======== LISTED ENTRIES ========

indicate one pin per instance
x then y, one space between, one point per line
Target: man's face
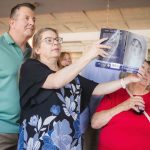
23 22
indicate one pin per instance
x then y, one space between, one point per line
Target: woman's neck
52 64
137 89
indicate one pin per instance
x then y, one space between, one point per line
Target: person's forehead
49 33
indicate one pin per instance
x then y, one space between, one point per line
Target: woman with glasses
53 98
64 59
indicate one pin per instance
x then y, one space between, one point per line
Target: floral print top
50 118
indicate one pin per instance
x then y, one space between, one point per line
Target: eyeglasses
50 40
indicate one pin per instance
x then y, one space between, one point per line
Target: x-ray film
127 51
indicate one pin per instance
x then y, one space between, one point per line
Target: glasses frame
50 40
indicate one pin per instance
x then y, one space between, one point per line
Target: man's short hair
18 6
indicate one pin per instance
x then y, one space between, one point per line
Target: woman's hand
133 103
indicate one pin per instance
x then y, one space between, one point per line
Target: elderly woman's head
46 43
146 76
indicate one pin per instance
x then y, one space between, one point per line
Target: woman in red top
122 125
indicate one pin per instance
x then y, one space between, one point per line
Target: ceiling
86 17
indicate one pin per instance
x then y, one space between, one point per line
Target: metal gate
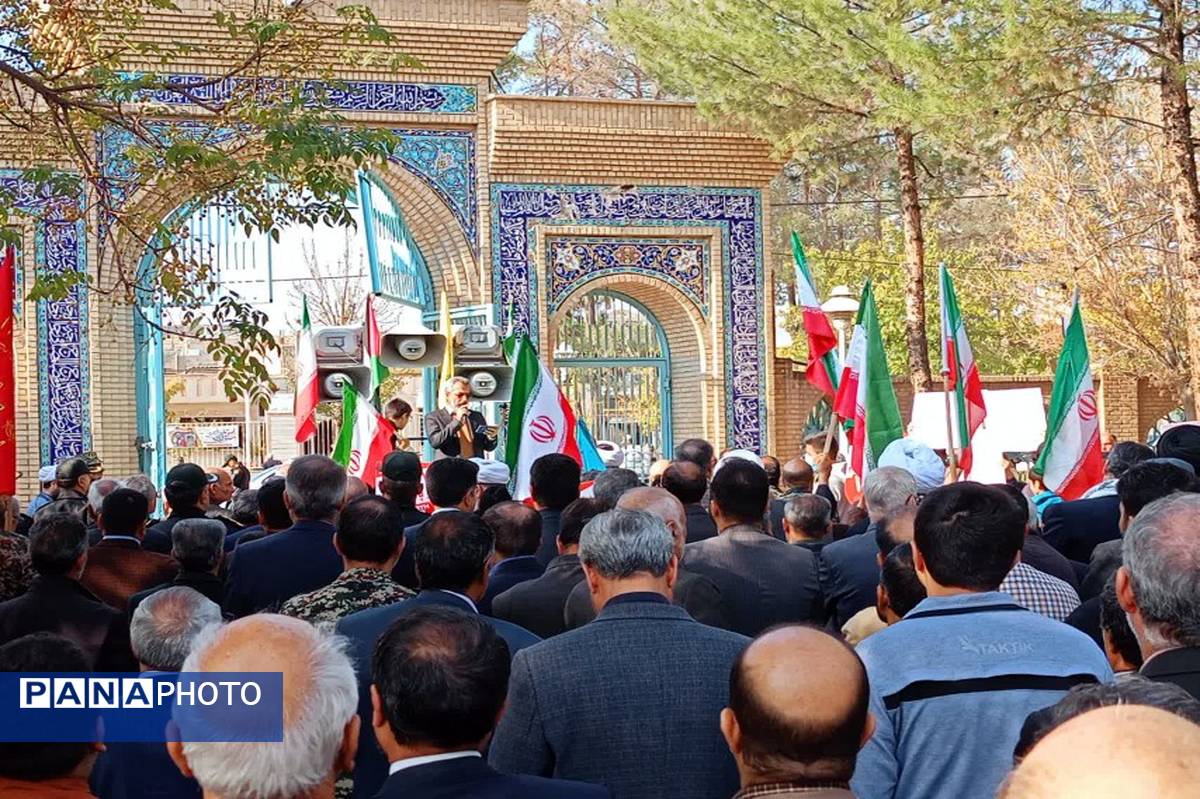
611 360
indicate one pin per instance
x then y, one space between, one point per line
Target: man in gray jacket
631 700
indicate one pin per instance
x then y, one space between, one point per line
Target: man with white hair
455 430
321 727
1158 588
850 569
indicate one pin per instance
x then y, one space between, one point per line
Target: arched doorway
612 362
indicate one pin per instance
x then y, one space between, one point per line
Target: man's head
807 517
611 484
687 481
186 486
887 490
699 451
1123 456
575 517
439 679
900 589
273 508
45 652
555 481
1116 751
167 623
370 533
456 392
1146 481
321 724
315 488
453 552
221 490
453 482
198 544
739 494
797 708
1159 583
516 527
967 538
58 545
123 512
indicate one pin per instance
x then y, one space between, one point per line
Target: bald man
321 727
797 714
694 593
1129 751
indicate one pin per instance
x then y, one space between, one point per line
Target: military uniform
355 589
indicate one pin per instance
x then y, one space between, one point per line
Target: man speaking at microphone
454 430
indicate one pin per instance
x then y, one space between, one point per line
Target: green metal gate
612 362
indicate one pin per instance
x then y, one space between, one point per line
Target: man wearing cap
46 476
455 430
73 478
187 493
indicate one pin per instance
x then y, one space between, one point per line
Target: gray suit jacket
763 581
652 731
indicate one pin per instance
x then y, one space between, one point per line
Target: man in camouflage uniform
370 538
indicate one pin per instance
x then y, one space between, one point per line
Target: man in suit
1074 528
693 592
439 680
629 701
450 484
118 566
517 530
453 551
762 580
267 572
850 569
58 604
689 484
455 430
538 605
553 485
1159 589
799 736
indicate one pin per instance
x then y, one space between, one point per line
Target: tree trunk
1176 110
915 262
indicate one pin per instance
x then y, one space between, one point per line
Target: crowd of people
735 625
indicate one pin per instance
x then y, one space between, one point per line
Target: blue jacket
951 686
364 630
267 572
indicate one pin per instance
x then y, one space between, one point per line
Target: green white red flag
307 395
364 439
967 408
1071 461
823 368
865 394
541 420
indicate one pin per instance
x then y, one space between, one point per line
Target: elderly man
694 593
1159 589
850 569
652 732
455 430
797 715
321 727
441 678
267 572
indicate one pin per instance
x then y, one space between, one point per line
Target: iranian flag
823 367
307 395
372 344
865 394
364 439
1071 460
540 418
967 408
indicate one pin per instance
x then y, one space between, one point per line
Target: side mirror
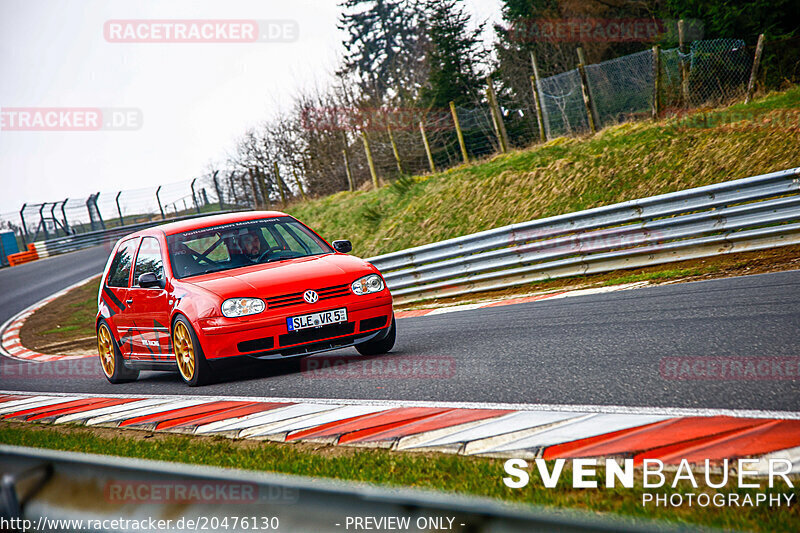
344 247
148 280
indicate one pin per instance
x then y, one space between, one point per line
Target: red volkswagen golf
256 284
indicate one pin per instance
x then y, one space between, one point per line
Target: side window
269 238
120 271
148 260
291 240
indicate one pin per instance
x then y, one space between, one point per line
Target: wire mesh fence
358 146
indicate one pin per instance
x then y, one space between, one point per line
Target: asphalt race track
604 349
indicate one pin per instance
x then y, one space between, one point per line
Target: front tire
192 365
379 347
110 357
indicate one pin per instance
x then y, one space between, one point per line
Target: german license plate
315 320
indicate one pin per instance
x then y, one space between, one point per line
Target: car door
148 307
115 292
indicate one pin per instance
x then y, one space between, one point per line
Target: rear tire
111 360
192 365
379 347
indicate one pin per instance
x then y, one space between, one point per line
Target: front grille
256 345
315 334
297 297
372 323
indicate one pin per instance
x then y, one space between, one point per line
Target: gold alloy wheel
184 350
105 345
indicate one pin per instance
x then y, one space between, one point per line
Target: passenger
250 247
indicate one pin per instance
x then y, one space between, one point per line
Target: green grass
620 163
79 316
464 475
674 273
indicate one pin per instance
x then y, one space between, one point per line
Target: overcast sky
195 99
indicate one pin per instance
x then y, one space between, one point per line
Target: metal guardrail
52 485
740 215
71 243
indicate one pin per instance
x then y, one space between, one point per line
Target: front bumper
268 337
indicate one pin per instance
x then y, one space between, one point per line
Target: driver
250 247
250 243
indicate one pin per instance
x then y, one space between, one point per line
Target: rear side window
120 271
148 260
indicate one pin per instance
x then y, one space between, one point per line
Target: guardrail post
370 162
160 207
497 117
427 146
194 197
24 234
459 133
537 98
219 191
119 209
756 62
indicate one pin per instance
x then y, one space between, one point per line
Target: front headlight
368 284
234 307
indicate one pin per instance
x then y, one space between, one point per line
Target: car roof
196 223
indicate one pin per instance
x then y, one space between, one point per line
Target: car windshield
240 244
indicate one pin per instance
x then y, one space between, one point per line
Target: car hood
284 277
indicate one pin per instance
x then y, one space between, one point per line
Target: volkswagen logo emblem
310 297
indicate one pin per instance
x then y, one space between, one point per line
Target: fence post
24 227
350 185
232 183
682 62
299 184
44 224
64 214
253 189
395 150
219 191
93 200
369 159
431 164
53 216
537 100
160 207
119 209
756 62
194 197
656 81
262 184
587 95
459 133
280 182
497 118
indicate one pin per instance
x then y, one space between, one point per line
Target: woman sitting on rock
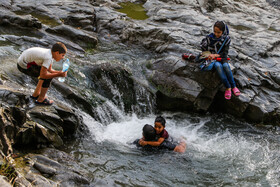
218 44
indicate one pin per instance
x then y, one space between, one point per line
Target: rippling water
221 151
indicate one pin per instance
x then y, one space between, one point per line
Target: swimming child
162 134
149 135
37 62
218 44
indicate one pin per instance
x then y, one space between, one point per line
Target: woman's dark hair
149 132
220 25
161 120
60 47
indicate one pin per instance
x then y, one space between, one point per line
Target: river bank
121 67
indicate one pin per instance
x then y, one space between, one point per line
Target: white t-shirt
41 56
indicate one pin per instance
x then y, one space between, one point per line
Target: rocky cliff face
173 27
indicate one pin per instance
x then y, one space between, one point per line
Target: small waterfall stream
221 151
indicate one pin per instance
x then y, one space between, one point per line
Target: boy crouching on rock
37 62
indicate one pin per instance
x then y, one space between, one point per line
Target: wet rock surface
177 27
173 28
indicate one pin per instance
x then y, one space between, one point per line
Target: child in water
160 131
218 44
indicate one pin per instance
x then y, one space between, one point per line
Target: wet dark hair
149 132
220 25
60 47
161 120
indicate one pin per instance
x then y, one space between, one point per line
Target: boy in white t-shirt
37 62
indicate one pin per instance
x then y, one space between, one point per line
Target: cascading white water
231 156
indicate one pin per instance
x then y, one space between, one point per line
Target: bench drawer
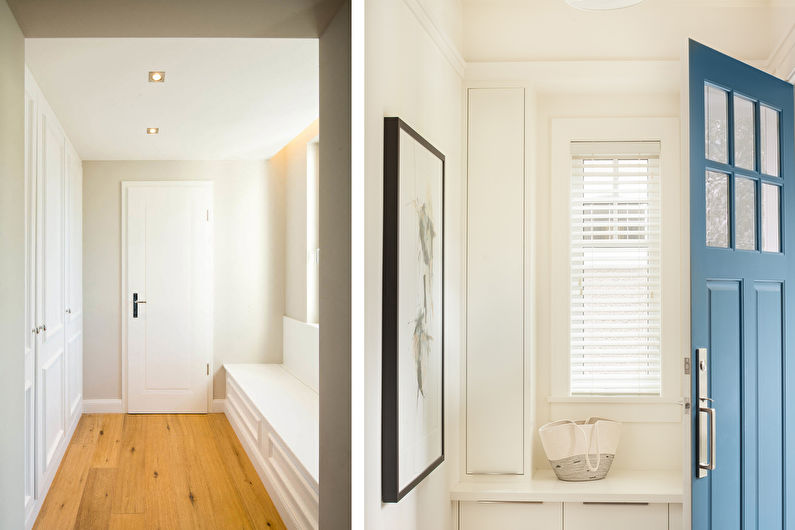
511 515
615 516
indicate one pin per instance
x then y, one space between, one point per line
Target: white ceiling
551 30
222 99
173 18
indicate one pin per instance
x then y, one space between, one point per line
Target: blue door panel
741 312
725 314
769 405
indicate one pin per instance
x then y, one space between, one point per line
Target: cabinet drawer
607 516
511 516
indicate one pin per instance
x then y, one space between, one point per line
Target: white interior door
50 369
31 322
74 286
169 292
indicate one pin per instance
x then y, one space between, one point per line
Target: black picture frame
390 414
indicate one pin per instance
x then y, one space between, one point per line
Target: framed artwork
412 402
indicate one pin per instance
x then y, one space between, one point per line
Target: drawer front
607 516
511 516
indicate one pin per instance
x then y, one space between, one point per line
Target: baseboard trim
96 406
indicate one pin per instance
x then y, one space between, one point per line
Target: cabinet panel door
30 300
580 516
495 282
50 380
74 287
511 516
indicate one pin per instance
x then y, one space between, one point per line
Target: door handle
713 431
135 304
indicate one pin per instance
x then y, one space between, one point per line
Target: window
615 306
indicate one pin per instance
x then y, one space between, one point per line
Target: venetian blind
615 268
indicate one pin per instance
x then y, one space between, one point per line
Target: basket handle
594 432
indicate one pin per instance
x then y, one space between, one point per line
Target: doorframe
125 307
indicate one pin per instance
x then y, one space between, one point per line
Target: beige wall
12 267
335 273
248 261
290 164
408 75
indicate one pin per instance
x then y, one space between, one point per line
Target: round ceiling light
602 5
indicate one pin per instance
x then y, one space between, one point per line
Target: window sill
629 409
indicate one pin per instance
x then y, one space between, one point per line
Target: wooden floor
156 471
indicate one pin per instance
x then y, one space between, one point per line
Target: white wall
411 72
290 164
248 261
12 268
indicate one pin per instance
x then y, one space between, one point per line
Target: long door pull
713 443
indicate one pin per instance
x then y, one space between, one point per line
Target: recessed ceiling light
602 5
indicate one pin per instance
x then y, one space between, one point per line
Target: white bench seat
276 417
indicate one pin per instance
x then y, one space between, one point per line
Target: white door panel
74 287
169 270
50 252
31 324
53 427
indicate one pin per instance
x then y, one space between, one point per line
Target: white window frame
563 133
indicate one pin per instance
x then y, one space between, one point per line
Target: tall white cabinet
54 308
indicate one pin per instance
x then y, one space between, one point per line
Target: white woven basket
580 450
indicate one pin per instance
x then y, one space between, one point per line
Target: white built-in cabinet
495 336
569 516
54 307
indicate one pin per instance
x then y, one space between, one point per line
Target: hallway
156 471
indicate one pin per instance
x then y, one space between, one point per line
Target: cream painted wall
290 164
335 272
408 75
248 259
12 268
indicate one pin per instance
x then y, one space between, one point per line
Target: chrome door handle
136 301
713 431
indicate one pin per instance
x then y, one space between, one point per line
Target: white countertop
287 404
620 485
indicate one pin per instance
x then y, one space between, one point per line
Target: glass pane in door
770 218
717 213
717 123
745 213
769 149
744 133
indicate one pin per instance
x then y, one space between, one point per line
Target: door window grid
742 190
615 326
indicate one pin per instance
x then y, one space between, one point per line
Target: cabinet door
74 286
615 516
495 367
30 301
511 516
51 370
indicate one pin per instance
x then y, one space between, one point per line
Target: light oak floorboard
159 471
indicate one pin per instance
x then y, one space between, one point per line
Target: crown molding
439 38
782 60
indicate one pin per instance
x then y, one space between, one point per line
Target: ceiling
222 99
550 30
173 18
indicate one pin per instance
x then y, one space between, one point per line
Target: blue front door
742 237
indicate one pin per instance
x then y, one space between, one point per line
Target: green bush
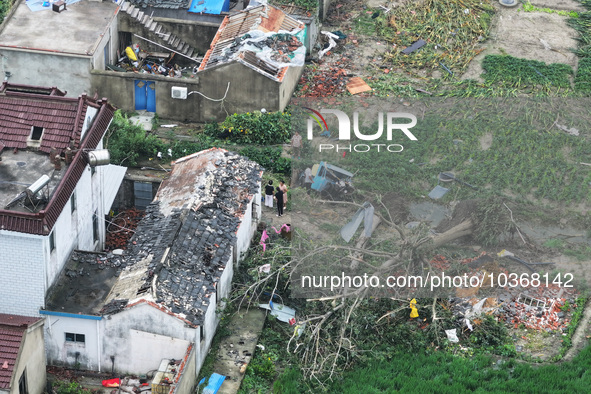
126 142
269 128
288 382
65 387
583 78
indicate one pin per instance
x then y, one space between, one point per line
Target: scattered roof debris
181 246
263 38
357 85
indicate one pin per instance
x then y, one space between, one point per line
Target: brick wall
22 282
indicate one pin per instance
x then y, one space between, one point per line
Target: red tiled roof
12 328
62 119
58 116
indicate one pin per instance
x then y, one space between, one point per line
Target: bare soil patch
520 34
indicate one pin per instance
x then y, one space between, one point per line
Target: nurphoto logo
392 125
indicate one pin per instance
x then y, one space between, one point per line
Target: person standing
279 198
283 188
269 194
296 144
308 180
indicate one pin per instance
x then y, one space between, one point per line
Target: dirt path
237 349
579 340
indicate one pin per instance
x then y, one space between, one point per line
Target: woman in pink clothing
283 188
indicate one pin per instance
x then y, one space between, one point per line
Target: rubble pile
327 82
121 228
534 307
143 62
537 308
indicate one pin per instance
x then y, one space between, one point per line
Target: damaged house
158 299
254 61
55 188
22 355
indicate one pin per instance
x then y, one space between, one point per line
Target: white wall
39 69
111 41
121 336
149 349
248 225
22 273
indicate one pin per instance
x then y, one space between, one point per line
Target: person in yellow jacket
413 309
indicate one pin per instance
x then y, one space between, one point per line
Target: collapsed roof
262 38
180 248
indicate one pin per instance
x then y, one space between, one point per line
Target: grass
583 78
510 71
443 373
451 29
529 7
527 156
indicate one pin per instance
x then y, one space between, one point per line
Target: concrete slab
76 30
562 5
238 348
144 119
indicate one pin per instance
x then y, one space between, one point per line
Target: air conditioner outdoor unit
179 92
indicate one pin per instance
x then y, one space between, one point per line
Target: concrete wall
248 226
125 198
287 87
110 41
69 73
249 91
63 353
147 350
182 14
119 88
32 361
188 379
197 34
22 283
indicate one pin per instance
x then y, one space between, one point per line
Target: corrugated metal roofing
215 7
265 18
12 328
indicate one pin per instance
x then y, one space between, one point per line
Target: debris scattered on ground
324 83
357 85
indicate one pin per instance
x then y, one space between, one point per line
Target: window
52 241
22 383
76 338
95 232
36 133
73 202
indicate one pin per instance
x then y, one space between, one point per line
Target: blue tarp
215 7
37 5
214 383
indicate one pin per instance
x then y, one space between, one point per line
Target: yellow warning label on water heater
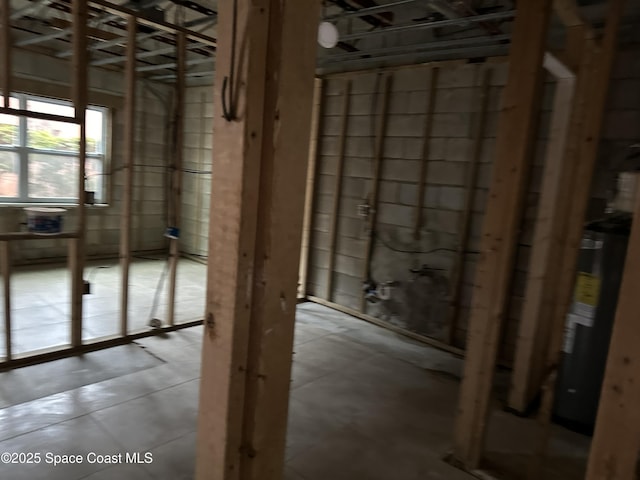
587 289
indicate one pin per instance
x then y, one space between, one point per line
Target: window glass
53 176
46 152
56 136
9 179
10 125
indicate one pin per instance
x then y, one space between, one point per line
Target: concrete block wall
196 183
150 178
456 112
450 146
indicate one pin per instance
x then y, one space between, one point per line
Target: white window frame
24 151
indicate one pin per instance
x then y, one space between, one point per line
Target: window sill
69 206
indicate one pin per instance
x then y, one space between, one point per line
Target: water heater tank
590 321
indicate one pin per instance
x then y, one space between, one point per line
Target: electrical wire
421 252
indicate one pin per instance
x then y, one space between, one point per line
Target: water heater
590 321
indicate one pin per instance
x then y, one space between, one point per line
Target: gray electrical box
590 321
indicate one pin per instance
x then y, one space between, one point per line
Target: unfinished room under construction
319 239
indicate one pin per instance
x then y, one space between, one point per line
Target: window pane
9 181
95 129
9 125
48 107
53 176
95 178
48 135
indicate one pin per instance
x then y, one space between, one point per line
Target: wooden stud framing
504 210
534 326
616 443
255 232
310 190
79 96
200 212
127 198
598 64
176 191
5 260
5 50
337 189
428 128
465 221
569 13
591 96
371 220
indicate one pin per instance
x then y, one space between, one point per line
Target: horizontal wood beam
39 115
158 24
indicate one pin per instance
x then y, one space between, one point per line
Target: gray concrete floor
40 301
365 404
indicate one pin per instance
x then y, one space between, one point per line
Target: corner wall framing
579 107
78 239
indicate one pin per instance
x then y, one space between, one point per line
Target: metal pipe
416 48
371 10
465 21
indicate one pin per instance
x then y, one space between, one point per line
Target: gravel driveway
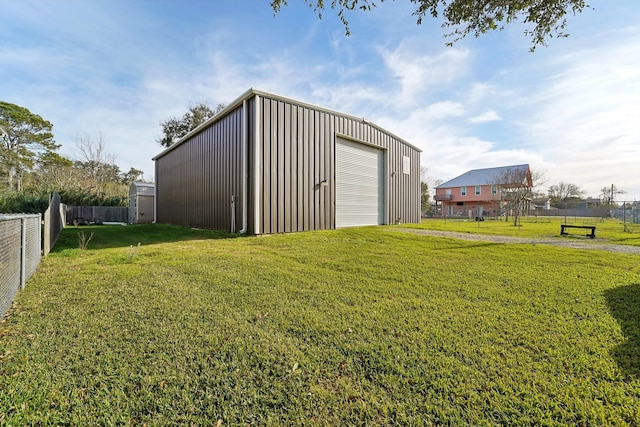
568 242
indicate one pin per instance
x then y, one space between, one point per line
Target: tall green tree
175 128
547 18
608 194
23 137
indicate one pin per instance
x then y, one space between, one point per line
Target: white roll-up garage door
359 184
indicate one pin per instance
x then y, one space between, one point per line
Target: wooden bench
592 234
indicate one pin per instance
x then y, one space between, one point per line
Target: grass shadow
624 303
115 236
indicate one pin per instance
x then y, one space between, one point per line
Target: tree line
31 168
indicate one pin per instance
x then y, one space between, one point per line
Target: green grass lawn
363 326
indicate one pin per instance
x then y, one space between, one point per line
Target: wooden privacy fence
87 214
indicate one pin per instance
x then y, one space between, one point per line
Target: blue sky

========

◆ JOB ◆
Identify each line in the records above that contains the word "window", and copy every such line in full.

◆ WRITTEN REPLY ◆
Target: side window
Target: rear side window
Target: window
Target: window sill
Target: white window frame
Target: door window grid
Target: window
Target: window glass
Target: white window frame
Target: window sill
Target: window pane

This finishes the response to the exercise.